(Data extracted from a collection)

# # # # # # #

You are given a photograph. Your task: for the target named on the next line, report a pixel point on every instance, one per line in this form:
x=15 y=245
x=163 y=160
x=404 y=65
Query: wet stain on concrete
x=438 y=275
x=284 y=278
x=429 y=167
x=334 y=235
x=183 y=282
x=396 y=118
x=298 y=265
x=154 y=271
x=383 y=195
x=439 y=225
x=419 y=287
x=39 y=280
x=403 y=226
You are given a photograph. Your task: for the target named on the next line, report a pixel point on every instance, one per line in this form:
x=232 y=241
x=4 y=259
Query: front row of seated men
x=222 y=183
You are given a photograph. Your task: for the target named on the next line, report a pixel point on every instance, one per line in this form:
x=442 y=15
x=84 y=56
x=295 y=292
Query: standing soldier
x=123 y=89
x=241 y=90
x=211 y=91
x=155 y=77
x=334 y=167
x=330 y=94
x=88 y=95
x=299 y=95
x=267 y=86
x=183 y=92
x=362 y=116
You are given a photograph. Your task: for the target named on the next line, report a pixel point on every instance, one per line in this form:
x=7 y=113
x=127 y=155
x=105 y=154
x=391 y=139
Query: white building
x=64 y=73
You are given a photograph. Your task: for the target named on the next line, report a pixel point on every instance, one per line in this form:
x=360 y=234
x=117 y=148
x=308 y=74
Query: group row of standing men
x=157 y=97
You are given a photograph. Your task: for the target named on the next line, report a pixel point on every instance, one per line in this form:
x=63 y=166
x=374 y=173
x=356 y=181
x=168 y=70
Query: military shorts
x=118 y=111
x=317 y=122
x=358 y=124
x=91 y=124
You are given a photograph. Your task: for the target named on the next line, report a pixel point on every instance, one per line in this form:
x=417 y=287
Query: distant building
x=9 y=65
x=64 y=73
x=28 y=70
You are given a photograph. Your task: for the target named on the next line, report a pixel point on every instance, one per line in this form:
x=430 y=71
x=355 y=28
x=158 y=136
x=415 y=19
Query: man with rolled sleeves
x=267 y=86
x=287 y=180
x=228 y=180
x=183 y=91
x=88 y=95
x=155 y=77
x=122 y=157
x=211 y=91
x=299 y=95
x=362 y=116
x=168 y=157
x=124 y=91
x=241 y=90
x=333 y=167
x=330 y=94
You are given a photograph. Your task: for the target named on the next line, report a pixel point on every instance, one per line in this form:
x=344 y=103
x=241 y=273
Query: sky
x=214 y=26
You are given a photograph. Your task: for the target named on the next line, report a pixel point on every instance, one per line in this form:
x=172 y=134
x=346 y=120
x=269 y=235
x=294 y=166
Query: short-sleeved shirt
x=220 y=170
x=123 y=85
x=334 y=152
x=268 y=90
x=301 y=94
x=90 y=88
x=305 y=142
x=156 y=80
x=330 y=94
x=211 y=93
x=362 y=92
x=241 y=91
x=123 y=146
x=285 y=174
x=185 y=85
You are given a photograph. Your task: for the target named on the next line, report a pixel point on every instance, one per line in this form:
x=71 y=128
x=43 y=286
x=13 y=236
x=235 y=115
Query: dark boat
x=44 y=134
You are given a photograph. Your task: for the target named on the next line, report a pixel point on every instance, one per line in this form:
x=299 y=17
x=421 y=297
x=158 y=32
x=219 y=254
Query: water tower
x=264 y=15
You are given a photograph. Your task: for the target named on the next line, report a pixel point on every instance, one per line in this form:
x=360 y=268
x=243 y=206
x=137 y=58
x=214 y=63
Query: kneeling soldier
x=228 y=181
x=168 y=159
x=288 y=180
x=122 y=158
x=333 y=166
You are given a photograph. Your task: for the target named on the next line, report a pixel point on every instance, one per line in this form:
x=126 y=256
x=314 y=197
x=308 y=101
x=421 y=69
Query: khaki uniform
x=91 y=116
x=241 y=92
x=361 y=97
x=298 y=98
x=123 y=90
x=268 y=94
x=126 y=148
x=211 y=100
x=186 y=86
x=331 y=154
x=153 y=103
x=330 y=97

# # # # # # #

_EXERCISE GOAL_. Down to the last line, give the records again exactly.

_RESULT OF THIS TASK_.
You are given a photograph. Your task: for the target named on the next line, report a pixel point on every instance, one per line in this form:
x=15 y=245
x=163 y=160
x=404 y=65
Query: wet stain on concrete
x=438 y=275
x=284 y=278
x=429 y=167
x=334 y=235
x=183 y=282
x=396 y=118
x=298 y=265
x=154 y=271
x=383 y=195
x=439 y=225
x=419 y=287
x=39 y=280
x=403 y=226
You are given a photograph. Your task: for the target named on the next line, report a pixel point on every instance, one per line in this form:
x=232 y=241
x=4 y=259
Query: front row of seated men
x=222 y=183
You are given a photograph. Your task: for the target named on the next line, report a pixel point on every instance, one per line in this form:
x=442 y=15
x=84 y=56
x=295 y=292
Query: standing soldier
x=123 y=89
x=241 y=90
x=211 y=91
x=155 y=77
x=334 y=167
x=330 y=94
x=88 y=95
x=299 y=95
x=267 y=86
x=183 y=92
x=362 y=116
You are given a photograph. Your task: for the target named on the next line, report a pixel point on every instance, one per line in this form:
x=7 y=113
x=127 y=155
x=105 y=154
x=391 y=139
Query: white building
x=64 y=73
You are given a photograph. Your task: for the target named on the next line, report a pixel point on every instance, one per line in this form:
x=360 y=234
x=117 y=148
x=308 y=74
Query: group row of standing men
x=157 y=97
You are given a photograph. Your task: for the target named on the next line, report a pixel point on every instance, one per line in this form:
x=63 y=166
x=374 y=173
x=356 y=181
x=168 y=70
Query: military shorts
x=118 y=111
x=317 y=122
x=358 y=124
x=91 y=124
You are given a photograph. Your task: for the target named on the next line, report a pixel point on every instance, one per line in this form:
x=417 y=287
Query: distant building
x=9 y=65
x=64 y=73
x=28 y=70
You are given a photograph. Your task: for the target named on the next line, report a pixel point on every instance, one per line in this form:
x=430 y=71
x=355 y=28
x=158 y=136
x=415 y=19
Query: man with rolled sleeves
x=267 y=86
x=287 y=180
x=228 y=180
x=183 y=91
x=88 y=95
x=155 y=77
x=122 y=157
x=211 y=91
x=299 y=95
x=362 y=116
x=168 y=157
x=124 y=91
x=241 y=90
x=333 y=167
x=330 y=94
You are given a photograph. Your task: for the target named on the next line, report a pixel point on every instance, one per line in this form:
x=344 y=103
x=241 y=273
Query: sky
x=214 y=26
You are given a photograph. Your task: for the target named on the next line, report a pixel point on every instance, one per line in this form:
x=172 y=134
x=346 y=120
x=269 y=235
x=294 y=166
Query: short-sleeved shirt
x=220 y=170
x=123 y=85
x=334 y=152
x=268 y=90
x=301 y=94
x=90 y=88
x=305 y=142
x=156 y=80
x=330 y=94
x=211 y=93
x=362 y=92
x=241 y=91
x=123 y=146
x=285 y=174
x=185 y=85
You are given a photograph. Your task: for the target named on the next line, report a pixel point on every instance, one per line in this form:
x=71 y=128
x=43 y=286
x=13 y=236
x=235 y=115
Query: dark boat
x=44 y=134
You are given a photograph. Your task: for the target named on the next line, report a pixel point on every instance, one per line in this form:
x=299 y=17
x=421 y=297
x=158 y=32
x=219 y=254
Query: water tower
x=264 y=15
You are given a photograph. Your task: for the target named on the next line, report a pixel point on every instance, one per line in this form:
x=360 y=268
x=243 y=206
x=137 y=58
x=214 y=63
Query: kneeling soldier
x=228 y=181
x=168 y=159
x=288 y=180
x=122 y=158
x=333 y=166
You are given a photograph. Your task: for the target named on the next line, report a pixel point on every instance, one per line in this form:
x=126 y=256
x=314 y=197
x=308 y=101
x=421 y=69
Query: khaki uniform
x=91 y=116
x=241 y=92
x=361 y=97
x=298 y=98
x=123 y=90
x=268 y=94
x=126 y=148
x=211 y=100
x=186 y=86
x=331 y=154
x=153 y=103
x=330 y=97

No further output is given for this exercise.